(Excerpt provided):
_ _ _ _
FRANK TODD McCLELLAN a/k/a Frank Neeszy, Petitioner,
UNITED STATES OF AMERICA, Respondent.
The opinion of the court was delivered by: TERRENCE McVERRY, District Judge
FINDINGS OF FACT, CONCLUSIONS OF LAW AND ORDER OF COURT
Before the Court for disposition is a PETITION UNDER
28 U.S.C. § 2255 TO VACATE, SET ASIDE, OR CORRECT SENTENCE BY A PERSON IN
FEDERAL CUSTODY ("Petition") filed by Frank Todd McClellan
(Crim. Doc. No. 48). The matter has been fully briefed. See
GOVERNMENT'S RESPONSE IN OPPOSITION TO DEFENDANT'S MOTION FILED
PURSUANT TO 28 U.S.C. § 2255 ("Response") (Crim. Doc. No. 50)
and PETITIONER'S BRIEF IN SUPPORT OF PETITION TO VACATE SENTENCE
PURSUANT TO 28 U.S.C. § 2255 ("Brief") (Crim. Doc. No. 67).
The Court conducted an evidentiary hearing on the Petition on
June 27, 2005. Petitioner Frank Todd McClellan ("McClellan") was
represented by James W. Krause, Esquire at the hearing. McClellan
and Thomas Patton, Assistant Federal Public Defender ("Mr.
Patton"), testified at the hearing. No other witnesses testified.
The central issues at the hearing were whether Mr. Patton, who
represented McClellan after he entered a plea of guilty and
during the sentencing phase of the underlying criminal
proceeding, rendered ineffective assistance of counsel due to his
alleged failure to: 1) adequately prepare for the sentencing
hearing, 2) challenge the application of the career offender
guideline, 3) argue in favor of a downward departure from the
career offender guideline, and 4) file a notice of appeal after
the sentencing hearing, contrary to the constitutional
protections afforded by Strickland v. Washington, 466 U.S. 668
(1984) and Roe v. Flores-Ortega, 528 U.S. 470 (2000). The testimony from the § 2255 hearing has been transcribed. The
Court will discuss primarily those basic facts which are relevant
to the subject motion. Based on the testimony and evidence
presented at the hearing and the applicable law, the Court enters
the following findings of fact and conclusions of law.
FINDINGS OF FACT
1. On January 8, 2003, a Grand Jury returned an Indictment
which charged McClellan with five counts of possession with
intent to distribute and distribution of heroin, in violation of
Title 21, United States Code, section 841(a)(1) and 841(b)(1)(C).
McClellan pled not guilty to the charges and was detained at the
Allegheny County Jail.
2. McClellan was initially represented by Crystina M.
Kowalczyk, Assistant Federal Public Defender ("Ms. Kowalczyk"),
but later privately retained the services of Attorney Warner
Mariani ("Attorney Mariani"). On May 7, 2003, while represented
by Attorney Mariani, McClellan pled guilty to Count Two of the
Indictment pursuant to a written plea agreement. The plea
agreement did not require McClellan to waive his appellate or
section 2255 rights.
3. Shortly thereafter, the relationship between McClellan and
Attorney Mariani deteriorated, and Attorney Mariani sought to
withdraw his appearance. On May 29, 2003, the Court permitted
Attorney Mariani to withdraw his appearance and appointed the
Federal Public Defender to represent McClellan. The Federal
Public Defender assigned Mr. Patton*fn1 to represent
McClellan. Mr. Patton works primarily out of the Erie branch
office of the Federal Public Defender's Office, and was required
to travel to Pittsburgh to meet with McClellan. Hrg. Tr. at 6.
_ _ _ _
(Extracted material):
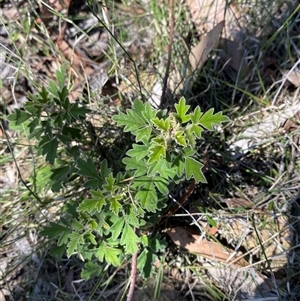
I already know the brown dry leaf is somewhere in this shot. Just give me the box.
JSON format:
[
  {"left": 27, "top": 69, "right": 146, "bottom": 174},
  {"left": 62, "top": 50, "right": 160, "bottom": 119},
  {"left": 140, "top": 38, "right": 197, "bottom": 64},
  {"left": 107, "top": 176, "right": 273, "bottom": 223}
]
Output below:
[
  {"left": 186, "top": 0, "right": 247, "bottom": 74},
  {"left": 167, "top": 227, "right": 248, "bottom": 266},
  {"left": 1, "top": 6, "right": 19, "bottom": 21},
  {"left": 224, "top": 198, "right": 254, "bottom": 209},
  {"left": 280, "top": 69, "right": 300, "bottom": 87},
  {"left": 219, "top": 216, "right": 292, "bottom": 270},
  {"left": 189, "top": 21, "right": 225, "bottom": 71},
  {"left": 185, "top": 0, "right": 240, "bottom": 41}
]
_ _ _ _
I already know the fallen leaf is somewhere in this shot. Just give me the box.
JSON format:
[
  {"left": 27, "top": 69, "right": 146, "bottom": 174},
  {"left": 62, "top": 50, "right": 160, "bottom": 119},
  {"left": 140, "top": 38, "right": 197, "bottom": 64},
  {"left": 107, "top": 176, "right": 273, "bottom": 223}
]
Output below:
_ _ _ _
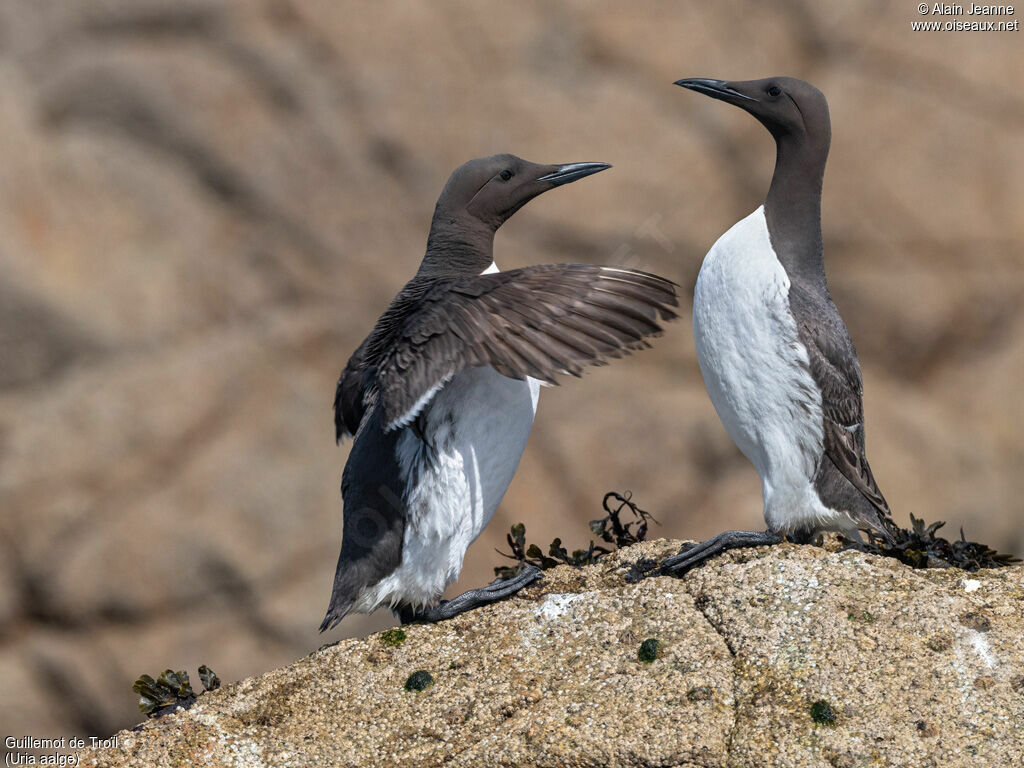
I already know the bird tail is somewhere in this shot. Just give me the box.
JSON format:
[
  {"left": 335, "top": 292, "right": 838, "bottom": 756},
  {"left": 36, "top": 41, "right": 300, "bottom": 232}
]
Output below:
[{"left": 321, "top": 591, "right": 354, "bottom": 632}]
_ _ _ _
(Exercise):
Copy the court opinion, starting with "3. Shortly thereafter, the" and going on through "Hrg. Tr. at 6.", and change "Attorney Mariani" to "Mr. Mariani" each time it appears.

(Solution to this exercise):
3. Shortly thereafter, the relationship between McClellan and
Mr. Mariani deteriorated, and Mr. Mariani sought to
withdraw his appearance. On May 29, 2003, the Court permitted
Mr. Mariani to withdraw his appearance and appointed the
Federal Public Defender to represent McClellan. The Federal
Public Defender assigned Mr. Patton*fn1 to represent
McClellan. Mr. Patton works primarily out of the Erie branch
office of the Federal Public Defender's Office, and was required
to travel to Pittsburgh to meet with McClellan. Hrg. Tr. at 6.